◆ **PAGE EXTRACT**
⟨
Is Forgiveness Really Necessary?

My parents met in high school. My father was a year older than my mother, and near the start of her spring semester of her senior year, she was pregnant with me. By the time my mother was 21, she was a mother of two sons and trying to make ends meet with an off-and-on husband. They eventually divorced when I was a toddler.

Despite my father’s alcoholism and absence, and despite my mother’s yelling and abusive behavior, my childhood was still relatively stable. I was raised by a single mom who figured out fairly quickly how to make everything work. She was street smart, a quick thinker, very social, talkative, and action-oriented.

Eventually, I learned to forgive my parents. They were teenagers when they had me. No one could expect them to know what being a good parent really meant when they were busy trying to figure out what being an adult really meant. I realized that they did the best they could with the tools, resources, knowledge, energy, and lessons available to them at the time.

Years later, when I published my book Joker to King, I included a chapter for readers on how to forgive their parents. My intent was to teach readers how to incorporate forgiveness into their journey to healthy adulthood.

However, something happened a couple months ago that made me rethink my stance on forgiveness.
⟩
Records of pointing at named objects
⟨
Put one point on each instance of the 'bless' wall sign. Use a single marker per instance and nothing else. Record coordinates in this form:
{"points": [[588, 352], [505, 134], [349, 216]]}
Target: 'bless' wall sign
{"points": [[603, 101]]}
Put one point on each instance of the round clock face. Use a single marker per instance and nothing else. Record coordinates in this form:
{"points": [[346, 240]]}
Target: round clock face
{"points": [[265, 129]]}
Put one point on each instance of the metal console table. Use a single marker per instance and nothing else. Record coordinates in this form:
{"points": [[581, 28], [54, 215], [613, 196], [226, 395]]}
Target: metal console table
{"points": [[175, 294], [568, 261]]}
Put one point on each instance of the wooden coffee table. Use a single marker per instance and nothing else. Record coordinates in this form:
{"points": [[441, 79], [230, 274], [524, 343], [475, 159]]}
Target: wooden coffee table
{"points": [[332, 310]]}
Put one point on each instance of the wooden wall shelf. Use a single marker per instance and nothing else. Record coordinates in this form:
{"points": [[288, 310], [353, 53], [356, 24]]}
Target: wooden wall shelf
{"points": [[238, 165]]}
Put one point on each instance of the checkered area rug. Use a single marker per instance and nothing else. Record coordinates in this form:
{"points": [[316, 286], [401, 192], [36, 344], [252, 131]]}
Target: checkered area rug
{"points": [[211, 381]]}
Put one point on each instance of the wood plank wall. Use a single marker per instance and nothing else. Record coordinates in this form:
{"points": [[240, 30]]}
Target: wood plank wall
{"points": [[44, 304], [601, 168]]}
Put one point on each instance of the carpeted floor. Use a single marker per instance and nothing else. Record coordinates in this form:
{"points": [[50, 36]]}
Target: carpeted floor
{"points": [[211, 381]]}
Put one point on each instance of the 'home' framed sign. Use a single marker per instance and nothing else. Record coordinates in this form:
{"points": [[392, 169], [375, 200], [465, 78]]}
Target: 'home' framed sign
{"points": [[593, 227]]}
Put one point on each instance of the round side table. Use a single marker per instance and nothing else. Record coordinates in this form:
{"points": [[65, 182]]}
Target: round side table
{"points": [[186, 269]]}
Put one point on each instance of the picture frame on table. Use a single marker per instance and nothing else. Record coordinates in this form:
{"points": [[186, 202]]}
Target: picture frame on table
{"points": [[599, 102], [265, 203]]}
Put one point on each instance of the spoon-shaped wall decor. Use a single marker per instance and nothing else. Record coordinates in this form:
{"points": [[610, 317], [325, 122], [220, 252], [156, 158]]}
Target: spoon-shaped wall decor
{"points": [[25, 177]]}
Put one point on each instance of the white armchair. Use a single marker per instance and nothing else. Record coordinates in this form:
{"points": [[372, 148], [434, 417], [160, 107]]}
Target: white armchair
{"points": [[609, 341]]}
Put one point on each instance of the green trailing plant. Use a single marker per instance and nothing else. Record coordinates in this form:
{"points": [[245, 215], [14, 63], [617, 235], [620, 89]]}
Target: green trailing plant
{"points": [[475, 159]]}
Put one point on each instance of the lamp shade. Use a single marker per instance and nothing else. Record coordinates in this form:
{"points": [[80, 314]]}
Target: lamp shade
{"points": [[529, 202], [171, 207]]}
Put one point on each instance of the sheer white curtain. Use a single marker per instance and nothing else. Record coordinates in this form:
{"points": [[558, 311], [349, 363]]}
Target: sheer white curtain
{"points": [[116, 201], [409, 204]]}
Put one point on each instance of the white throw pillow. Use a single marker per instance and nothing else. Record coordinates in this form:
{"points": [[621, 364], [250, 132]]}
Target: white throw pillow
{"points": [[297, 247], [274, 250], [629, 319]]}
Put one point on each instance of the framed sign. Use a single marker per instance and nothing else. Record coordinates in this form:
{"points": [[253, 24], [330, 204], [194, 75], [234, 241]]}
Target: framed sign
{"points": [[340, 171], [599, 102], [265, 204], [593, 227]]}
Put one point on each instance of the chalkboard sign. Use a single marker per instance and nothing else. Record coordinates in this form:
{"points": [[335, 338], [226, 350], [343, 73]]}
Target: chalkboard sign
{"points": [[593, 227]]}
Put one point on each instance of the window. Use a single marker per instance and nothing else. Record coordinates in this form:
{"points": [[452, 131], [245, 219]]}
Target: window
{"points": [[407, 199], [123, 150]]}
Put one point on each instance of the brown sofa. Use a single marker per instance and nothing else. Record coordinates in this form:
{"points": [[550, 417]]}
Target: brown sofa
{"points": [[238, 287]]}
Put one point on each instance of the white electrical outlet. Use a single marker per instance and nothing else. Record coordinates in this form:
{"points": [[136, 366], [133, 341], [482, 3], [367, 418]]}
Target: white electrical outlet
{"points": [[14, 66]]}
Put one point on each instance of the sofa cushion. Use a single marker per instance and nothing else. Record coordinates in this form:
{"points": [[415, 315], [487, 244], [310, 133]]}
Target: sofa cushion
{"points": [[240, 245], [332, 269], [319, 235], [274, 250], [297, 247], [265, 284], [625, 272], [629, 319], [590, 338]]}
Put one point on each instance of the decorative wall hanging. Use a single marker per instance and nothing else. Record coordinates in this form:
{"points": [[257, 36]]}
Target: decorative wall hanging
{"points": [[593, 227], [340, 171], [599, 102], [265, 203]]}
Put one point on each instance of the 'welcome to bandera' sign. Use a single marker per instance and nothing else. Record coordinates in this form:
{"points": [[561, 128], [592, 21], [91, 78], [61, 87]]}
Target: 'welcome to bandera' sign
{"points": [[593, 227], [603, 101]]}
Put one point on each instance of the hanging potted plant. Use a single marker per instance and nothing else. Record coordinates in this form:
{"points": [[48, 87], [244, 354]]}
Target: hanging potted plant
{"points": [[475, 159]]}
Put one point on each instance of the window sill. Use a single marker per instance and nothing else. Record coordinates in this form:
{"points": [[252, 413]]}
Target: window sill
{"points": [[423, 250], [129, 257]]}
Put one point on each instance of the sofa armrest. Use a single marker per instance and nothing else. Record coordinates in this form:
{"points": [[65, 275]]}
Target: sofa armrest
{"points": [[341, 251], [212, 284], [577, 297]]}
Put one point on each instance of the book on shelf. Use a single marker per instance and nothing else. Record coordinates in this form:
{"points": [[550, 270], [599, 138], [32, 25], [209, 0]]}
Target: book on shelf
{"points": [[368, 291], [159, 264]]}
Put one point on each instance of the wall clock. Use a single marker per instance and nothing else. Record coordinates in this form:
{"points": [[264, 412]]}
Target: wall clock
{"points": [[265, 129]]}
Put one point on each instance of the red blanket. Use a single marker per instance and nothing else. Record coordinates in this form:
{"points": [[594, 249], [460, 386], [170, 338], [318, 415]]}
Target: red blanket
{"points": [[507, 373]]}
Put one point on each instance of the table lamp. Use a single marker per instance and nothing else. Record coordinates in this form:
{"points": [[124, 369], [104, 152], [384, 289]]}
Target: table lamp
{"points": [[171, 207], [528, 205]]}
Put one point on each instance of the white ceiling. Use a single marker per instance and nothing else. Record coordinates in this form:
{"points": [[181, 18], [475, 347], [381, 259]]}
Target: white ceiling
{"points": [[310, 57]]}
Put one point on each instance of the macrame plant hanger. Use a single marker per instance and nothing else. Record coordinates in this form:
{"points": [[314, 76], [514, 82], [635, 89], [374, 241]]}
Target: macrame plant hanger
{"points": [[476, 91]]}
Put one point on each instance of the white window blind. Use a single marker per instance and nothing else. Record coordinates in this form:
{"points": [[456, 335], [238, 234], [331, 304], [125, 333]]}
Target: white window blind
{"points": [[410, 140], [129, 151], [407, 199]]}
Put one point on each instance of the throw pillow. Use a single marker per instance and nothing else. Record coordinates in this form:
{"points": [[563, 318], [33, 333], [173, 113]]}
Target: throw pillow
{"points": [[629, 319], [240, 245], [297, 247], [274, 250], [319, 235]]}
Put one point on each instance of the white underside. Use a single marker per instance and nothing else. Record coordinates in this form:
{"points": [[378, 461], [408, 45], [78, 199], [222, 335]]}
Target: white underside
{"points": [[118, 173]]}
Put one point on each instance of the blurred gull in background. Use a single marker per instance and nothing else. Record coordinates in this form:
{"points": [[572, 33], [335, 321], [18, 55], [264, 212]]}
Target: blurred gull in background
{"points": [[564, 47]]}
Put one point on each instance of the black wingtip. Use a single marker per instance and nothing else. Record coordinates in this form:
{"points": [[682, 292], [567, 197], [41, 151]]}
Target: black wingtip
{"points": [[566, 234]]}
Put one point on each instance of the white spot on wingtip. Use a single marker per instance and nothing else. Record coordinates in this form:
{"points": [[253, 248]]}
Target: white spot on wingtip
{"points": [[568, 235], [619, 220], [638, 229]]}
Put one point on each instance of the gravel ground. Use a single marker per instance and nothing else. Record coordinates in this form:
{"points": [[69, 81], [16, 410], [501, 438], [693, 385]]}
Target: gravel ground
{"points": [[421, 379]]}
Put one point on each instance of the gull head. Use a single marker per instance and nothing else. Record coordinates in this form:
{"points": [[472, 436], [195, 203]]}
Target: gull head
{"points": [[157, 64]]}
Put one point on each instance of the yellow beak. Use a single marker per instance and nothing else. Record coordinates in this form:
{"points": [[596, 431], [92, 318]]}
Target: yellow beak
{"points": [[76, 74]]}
⟩
◆ **SHORT PROBLEM 1**
Reproduce the essay on forgiveness from "Years later, when" up to and including "to healthy adulthood.".
◆ **SHORT PROBLEM 2**
Return each line of the records that contains the string "plank".
The essay on forgiveness and the records are unrelated to each other.

◆ **REPLY 1**
Years later, when I published my book Joker to King, I included a chapter for readers on how to forgive their parents. My intent was to teach readers how to incorporate forgiveness into their journey to healthy adulthood.

◆ **REPLY 2**
Put one point on each instance of the wood plank wall. Use a single marker per instance and nothing else. Record coordinates in this form:
Target: wood plank wall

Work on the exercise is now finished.